EXERCISE DETAILS — Please copy out the rows below exactly, from the line containing "Would you mind marking the dog's" through the last line, inclusive.

§

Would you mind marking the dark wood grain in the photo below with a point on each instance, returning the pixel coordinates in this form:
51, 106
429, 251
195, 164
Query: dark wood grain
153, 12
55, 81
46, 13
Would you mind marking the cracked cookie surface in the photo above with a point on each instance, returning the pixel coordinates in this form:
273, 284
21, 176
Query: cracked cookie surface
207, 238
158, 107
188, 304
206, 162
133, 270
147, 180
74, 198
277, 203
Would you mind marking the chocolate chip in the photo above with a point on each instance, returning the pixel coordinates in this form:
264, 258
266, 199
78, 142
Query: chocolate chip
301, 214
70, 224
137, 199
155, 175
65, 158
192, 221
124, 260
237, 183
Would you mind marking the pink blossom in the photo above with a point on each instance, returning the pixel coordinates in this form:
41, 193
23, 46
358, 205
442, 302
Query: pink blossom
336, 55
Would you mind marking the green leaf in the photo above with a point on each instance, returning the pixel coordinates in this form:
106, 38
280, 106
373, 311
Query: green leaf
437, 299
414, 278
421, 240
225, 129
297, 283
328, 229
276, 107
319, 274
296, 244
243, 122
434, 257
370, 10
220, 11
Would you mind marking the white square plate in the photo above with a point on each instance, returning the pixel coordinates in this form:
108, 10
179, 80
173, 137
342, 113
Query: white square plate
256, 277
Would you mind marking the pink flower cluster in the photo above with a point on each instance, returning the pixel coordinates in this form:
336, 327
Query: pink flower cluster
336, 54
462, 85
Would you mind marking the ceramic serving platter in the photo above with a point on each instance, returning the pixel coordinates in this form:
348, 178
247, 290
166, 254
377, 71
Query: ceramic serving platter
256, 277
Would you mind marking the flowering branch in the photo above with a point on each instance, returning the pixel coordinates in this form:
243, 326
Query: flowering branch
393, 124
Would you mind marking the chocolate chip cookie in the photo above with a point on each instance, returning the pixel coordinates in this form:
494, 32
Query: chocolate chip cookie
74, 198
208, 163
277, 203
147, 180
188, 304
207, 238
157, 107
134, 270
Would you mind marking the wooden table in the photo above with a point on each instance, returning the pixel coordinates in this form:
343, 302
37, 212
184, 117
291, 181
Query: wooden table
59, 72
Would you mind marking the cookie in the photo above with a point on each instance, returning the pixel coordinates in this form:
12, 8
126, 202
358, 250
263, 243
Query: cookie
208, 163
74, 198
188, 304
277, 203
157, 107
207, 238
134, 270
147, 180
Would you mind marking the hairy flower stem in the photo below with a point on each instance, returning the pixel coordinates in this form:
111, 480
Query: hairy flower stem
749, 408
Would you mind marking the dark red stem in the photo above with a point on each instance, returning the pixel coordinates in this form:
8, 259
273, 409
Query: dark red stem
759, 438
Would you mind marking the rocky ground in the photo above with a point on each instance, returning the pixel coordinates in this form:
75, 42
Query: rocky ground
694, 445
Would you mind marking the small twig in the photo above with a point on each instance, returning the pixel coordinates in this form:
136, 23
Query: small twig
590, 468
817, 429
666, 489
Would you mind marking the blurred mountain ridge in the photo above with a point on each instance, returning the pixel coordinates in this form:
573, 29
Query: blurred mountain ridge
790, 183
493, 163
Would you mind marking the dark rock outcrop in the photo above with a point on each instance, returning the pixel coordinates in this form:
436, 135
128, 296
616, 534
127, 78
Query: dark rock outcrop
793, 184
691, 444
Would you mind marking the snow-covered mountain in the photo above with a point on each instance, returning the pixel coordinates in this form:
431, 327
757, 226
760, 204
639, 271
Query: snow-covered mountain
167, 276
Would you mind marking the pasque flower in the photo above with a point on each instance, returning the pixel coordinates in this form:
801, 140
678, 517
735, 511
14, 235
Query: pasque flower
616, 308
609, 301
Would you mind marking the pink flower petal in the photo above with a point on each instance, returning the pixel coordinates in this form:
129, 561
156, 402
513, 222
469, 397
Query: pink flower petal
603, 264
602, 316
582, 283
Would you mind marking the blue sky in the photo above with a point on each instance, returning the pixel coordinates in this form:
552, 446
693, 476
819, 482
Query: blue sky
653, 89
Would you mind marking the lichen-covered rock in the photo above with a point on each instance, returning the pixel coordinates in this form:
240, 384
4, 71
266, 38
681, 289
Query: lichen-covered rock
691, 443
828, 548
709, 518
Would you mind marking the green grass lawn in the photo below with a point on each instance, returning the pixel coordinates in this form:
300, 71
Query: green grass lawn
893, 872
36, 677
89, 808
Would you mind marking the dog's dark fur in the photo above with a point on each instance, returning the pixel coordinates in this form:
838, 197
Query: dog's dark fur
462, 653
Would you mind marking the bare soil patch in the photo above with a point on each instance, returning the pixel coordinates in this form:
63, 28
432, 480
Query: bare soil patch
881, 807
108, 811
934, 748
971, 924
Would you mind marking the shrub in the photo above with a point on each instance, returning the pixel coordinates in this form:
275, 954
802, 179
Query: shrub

§

TASK RESPONSE —
Would you mind marking the dog's dark fur in the photo above with a point on each instance, returning the pixel coordinates in this form:
838, 197
Query: dog's dark fur
462, 653
Would you mind marking the bare soil patch in the photo above with a point on each instance, returning the pixel coordinates in this form:
63, 28
432, 480
Query: bare soil patch
881, 807
108, 811
934, 748
971, 924
Would you mind marking the shrub in the photo above with a point on each instance, returning the pixel coordinates in this form:
275, 954
802, 179
Query: shrub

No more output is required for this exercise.